:: Written problem ::
Rewrite the material as a JSON list of strings, one string per line and with blank lines left out, covering only the part that opens with the line containing "If the windshield wiper" and closes with the line containing "[39,187,165,287]".
══ Extracted material
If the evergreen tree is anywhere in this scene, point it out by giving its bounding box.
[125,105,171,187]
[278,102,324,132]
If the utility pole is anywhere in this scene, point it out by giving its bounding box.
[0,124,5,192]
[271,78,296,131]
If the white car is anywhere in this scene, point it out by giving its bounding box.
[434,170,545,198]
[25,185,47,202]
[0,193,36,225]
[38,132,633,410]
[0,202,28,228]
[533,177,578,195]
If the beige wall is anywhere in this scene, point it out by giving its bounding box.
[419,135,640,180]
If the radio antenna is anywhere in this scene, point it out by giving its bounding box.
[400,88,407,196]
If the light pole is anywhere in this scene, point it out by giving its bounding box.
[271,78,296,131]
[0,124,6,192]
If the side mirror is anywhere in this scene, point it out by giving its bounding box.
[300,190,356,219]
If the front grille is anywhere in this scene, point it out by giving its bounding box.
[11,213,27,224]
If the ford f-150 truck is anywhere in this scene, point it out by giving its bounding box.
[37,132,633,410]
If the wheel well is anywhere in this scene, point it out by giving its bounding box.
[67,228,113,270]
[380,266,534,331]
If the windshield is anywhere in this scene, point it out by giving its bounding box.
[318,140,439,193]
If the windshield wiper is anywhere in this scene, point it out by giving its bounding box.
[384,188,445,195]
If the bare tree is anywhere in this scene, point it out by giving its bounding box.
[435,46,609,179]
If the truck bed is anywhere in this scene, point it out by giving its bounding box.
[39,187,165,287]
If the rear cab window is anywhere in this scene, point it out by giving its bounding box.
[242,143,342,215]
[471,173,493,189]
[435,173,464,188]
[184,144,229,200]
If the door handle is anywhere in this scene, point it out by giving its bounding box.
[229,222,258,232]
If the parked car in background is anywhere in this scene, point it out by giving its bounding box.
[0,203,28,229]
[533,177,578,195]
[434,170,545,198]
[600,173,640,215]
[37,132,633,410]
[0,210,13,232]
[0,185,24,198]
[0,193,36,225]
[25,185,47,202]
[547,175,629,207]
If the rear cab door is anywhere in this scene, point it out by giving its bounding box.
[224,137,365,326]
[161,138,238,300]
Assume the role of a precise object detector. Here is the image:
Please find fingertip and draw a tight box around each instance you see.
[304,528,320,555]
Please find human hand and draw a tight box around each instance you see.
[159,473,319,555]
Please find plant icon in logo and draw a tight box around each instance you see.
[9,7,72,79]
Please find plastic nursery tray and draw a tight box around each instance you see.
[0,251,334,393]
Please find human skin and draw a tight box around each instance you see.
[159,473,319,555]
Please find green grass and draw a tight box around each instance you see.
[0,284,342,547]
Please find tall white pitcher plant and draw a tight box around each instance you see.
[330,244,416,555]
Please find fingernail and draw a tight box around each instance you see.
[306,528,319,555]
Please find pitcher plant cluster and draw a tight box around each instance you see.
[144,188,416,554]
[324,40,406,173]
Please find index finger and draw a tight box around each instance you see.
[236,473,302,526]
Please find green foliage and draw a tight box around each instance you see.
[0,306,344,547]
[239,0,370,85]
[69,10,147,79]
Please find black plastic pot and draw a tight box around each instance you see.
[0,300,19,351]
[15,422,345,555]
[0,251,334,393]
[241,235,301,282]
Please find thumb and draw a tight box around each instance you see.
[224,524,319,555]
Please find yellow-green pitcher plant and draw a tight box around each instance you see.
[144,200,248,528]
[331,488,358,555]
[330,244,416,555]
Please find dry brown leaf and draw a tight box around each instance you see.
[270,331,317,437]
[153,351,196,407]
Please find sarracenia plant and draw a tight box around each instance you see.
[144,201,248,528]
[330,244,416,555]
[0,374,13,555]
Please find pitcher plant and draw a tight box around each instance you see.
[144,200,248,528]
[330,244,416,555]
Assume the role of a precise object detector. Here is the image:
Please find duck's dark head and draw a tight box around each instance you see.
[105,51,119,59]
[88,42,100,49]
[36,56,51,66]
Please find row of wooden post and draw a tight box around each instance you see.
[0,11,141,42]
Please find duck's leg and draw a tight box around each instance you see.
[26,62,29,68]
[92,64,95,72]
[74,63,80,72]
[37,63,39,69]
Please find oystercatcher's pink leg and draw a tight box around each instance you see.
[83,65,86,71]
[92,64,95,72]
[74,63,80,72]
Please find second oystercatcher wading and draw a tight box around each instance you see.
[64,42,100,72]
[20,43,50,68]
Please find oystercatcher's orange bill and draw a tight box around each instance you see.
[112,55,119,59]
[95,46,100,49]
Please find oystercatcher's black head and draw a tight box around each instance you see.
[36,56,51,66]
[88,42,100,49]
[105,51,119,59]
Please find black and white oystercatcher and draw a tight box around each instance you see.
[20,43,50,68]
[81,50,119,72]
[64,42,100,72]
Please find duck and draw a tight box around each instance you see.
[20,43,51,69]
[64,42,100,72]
════
:: Solution to this problem ::
[
  "If the windshield wiper is anywhere in this scene, point it out by giving its bounding box.",
  "[384,188,445,195]",
  "If the bare tree is anywhere in this scene, point it out by giving its bounding box.",
  "[435,46,609,179]",
  "If the truck bed is anywhere in this scene, point it out by giving its bounding box.",
  "[39,187,165,287]"
]